ASSIGNMENT: Across all lines of the entries, tally those with the word "light" in them. The reply is the tally, by itself.

SUPPLIED DATA:
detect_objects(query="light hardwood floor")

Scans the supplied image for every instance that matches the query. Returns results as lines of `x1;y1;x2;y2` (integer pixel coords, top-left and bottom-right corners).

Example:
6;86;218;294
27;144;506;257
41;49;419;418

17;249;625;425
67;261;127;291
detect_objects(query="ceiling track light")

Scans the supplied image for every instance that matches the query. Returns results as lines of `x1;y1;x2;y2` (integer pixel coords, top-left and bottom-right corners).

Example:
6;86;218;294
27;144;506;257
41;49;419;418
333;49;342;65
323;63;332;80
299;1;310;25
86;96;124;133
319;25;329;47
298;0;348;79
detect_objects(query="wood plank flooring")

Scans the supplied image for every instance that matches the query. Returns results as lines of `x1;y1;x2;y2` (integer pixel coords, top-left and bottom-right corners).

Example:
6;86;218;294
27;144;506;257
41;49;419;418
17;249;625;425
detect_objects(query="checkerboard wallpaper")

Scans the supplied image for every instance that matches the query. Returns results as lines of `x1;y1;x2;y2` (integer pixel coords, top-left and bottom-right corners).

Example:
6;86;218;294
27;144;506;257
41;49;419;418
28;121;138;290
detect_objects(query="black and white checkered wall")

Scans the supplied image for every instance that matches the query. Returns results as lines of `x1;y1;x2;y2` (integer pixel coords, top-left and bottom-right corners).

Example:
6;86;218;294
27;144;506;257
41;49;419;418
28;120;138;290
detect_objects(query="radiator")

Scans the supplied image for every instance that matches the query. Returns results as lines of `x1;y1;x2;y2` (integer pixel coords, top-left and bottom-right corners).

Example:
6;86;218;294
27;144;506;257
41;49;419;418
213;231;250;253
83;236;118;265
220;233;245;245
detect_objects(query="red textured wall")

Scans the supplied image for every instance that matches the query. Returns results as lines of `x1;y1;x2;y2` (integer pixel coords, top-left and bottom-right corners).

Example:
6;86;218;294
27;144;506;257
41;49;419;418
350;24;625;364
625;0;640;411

EXERCISE RESPONSE: 2